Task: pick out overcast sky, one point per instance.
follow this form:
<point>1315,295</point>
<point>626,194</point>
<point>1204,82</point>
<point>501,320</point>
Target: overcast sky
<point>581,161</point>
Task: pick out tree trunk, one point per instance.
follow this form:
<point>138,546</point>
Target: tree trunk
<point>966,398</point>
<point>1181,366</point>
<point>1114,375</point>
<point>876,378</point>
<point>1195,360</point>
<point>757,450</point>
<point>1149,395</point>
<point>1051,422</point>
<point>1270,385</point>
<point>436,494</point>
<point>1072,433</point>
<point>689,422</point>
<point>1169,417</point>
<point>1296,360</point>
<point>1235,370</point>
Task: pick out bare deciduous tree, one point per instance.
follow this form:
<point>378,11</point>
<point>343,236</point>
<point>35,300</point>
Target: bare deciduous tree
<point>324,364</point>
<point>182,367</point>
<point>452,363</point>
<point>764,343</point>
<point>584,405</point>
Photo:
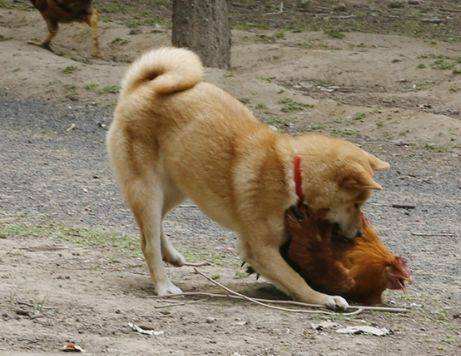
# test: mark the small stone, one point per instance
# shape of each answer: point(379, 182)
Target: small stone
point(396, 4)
==
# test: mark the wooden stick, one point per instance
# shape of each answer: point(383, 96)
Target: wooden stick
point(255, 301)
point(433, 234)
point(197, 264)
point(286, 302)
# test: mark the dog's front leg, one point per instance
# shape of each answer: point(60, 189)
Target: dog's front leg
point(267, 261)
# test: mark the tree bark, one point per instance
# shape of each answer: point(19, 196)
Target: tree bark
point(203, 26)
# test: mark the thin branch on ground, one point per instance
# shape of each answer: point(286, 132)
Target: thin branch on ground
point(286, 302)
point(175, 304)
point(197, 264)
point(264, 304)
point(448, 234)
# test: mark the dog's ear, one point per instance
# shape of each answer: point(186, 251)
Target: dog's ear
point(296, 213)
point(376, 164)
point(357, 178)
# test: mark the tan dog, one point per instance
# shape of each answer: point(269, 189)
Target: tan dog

## Directions
Give back, exactly as written, the stretch from the line with "# shape of each answer: point(19, 196)" through the line with "Target: tan dog", and no other lines from the records above.

## Answer to this problem
# shape of each answer: point(19, 196)
Target: tree bark
point(203, 26)
# test: mark the thin branch on ground, one point per instance
# shape of each answer: point(286, 132)
Target: thin branch on ground
point(286, 302)
point(175, 304)
point(197, 264)
point(264, 304)
point(448, 234)
# test: mark the dog's ear, one point per instance
# shape of each answer: point(186, 251)
Target: dog's ear
point(296, 213)
point(376, 164)
point(357, 178)
# test: mark the tan dog, one point per instance
# shape of each answer: point(269, 189)
Target: tan dog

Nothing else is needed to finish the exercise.